◆ Exercise task: Filter the entries below down to the lines containing the word "white", and copy each of those lines in full.

[BEGIN Working data]

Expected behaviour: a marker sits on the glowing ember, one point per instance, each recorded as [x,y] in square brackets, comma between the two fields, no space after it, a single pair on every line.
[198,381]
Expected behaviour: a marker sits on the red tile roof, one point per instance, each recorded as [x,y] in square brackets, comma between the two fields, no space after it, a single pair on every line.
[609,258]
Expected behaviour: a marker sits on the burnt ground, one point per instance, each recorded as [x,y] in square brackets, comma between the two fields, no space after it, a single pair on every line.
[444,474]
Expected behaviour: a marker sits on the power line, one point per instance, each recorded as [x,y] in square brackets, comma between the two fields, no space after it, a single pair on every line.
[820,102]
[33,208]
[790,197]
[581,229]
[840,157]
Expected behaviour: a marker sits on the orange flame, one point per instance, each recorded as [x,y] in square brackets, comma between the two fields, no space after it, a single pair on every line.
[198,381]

[END Working data]
[BEGIN Working data]

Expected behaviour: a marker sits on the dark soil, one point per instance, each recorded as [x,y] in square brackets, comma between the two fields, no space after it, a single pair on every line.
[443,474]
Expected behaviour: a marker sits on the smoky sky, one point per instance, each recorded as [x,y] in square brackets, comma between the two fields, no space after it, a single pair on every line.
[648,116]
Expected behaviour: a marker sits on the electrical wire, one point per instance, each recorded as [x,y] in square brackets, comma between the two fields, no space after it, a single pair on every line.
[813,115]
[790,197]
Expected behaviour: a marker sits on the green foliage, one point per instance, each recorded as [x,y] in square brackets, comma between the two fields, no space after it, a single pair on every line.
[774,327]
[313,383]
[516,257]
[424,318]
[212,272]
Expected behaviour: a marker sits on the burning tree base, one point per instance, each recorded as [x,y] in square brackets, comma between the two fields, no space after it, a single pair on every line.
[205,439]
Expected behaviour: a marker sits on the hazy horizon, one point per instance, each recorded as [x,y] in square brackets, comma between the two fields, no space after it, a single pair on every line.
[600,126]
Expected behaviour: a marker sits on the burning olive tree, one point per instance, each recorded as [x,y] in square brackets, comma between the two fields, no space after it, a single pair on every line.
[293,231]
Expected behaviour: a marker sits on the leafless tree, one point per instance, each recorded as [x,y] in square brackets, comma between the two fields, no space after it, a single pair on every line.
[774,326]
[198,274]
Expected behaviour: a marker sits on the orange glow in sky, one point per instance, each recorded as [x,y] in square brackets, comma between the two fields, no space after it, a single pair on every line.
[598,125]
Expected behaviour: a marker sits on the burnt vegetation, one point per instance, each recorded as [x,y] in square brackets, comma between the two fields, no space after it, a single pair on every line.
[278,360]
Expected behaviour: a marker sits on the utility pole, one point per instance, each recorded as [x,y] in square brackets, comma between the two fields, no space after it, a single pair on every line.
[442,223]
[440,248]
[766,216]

[END Working data]
[BEGIN Working data]

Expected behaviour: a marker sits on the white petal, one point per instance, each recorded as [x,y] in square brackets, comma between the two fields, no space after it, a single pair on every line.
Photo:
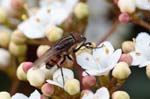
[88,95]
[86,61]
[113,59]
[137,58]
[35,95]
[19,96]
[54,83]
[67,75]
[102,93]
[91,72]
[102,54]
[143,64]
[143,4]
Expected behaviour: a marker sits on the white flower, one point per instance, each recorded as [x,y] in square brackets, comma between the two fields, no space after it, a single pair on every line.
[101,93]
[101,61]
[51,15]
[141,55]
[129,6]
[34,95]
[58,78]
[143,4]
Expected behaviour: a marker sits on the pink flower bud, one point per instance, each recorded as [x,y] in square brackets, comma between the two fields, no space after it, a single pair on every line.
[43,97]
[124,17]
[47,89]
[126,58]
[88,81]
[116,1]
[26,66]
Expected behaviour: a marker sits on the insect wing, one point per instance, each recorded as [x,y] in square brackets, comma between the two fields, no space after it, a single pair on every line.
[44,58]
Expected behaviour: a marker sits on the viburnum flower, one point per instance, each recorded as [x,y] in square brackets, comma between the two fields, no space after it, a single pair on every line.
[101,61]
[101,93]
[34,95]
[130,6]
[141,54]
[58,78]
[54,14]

[END Working data]

◆ Solution for this exercise:
Expected behaviour: a marker sits on the white petal, one point per instance, each recorded as [x,y] in square brackets, comma between the two fields, no space after it, a single pair on every line.
Expected behaviour: a marker sits on the white flower, one point per instance, each recorded as [x,y] in square brackets, comma between the two fields, no space after it, a single pair on every line.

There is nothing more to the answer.